_WHAT IS NEEDED:_ Copy out only the stretch of the listing from the line containing "woman with gray" through the end, changing "sari" to "shawl" and leaving everything else the same.

* Begin INPUT MATERIAL *

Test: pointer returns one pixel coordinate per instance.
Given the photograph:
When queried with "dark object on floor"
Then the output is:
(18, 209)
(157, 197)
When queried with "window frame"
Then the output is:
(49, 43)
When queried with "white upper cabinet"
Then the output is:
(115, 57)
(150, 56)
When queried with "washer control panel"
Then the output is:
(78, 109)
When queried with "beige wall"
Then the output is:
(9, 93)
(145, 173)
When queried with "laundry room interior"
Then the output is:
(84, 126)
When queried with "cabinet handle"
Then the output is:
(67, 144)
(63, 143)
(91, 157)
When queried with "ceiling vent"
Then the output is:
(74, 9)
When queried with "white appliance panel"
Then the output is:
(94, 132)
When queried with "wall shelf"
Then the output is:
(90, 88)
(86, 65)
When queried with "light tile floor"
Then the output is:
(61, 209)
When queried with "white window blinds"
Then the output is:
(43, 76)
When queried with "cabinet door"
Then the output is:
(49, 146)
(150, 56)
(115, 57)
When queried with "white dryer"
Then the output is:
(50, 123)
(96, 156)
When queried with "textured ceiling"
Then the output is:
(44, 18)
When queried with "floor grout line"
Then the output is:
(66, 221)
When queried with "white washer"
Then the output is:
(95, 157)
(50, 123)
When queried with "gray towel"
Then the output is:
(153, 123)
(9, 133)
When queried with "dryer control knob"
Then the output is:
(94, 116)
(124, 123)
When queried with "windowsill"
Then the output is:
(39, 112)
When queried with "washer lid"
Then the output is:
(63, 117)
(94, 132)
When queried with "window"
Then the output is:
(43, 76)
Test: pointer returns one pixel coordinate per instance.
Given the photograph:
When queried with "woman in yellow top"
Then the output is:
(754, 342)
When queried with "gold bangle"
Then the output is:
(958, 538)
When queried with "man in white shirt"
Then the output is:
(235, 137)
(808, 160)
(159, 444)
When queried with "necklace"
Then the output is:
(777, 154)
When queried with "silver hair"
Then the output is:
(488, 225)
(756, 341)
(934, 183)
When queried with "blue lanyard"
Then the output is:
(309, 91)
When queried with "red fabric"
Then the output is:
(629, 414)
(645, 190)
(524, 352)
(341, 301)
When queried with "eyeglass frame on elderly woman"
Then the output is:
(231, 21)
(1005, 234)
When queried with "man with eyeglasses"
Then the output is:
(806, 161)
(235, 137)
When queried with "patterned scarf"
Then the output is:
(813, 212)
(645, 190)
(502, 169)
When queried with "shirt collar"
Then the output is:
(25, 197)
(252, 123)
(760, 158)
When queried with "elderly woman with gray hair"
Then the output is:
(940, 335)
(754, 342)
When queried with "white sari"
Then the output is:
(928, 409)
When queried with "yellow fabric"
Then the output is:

* End INPUT MATERIAL *

_CORRECT RESULT:_
When queried with "elderly woman with gray hair"
Then the output is:
(940, 335)
(754, 342)
When queried with "white shawl"
Then the output is:
(928, 409)
When queried with "yellow fabric"
Then the output is:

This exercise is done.